### Task prompt:
Output every record exactly, and nothing more.

### Data:
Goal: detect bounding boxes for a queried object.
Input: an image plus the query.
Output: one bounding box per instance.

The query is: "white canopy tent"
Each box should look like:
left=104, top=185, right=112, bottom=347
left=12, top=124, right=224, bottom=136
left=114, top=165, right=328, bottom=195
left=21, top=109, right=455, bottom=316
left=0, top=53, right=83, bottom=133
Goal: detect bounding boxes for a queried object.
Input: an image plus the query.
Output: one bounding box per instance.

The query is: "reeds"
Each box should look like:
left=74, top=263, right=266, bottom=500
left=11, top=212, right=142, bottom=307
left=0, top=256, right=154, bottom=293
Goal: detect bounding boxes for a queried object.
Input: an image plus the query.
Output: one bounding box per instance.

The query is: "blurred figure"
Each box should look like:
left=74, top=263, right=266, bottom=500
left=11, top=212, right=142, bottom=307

### Solved problem:
Goal: detect bounding boxes for a queried object.
Input: an image plus the query.
Output: one bounding box per instance.

The query is: "white canopy tent"
Each box should look like:
left=104, top=185, right=112, bottom=347
left=12, top=124, right=224, bottom=136
left=114, top=165, right=328, bottom=195
left=21, top=109, right=455, bottom=316
left=0, top=53, right=83, bottom=133
Goal: detect bounding boxes for a queried object.
Input: an image plus the query.
Output: one bounding box per instance.

The query is: "reeds"
Each box should look like:
left=74, top=263, right=266, bottom=500
left=11, top=212, right=142, bottom=307
left=0, top=256, right=154, bottom=293
Goal: detect bounding boxes for a queried object.
Input: an image plus the query.
Output: one bounding box per instance.

The query is: "blurred figure"
Each box should look like:
left=74, top=263, right=266, bottom=500
left=11, top=212, right=142, bottom=307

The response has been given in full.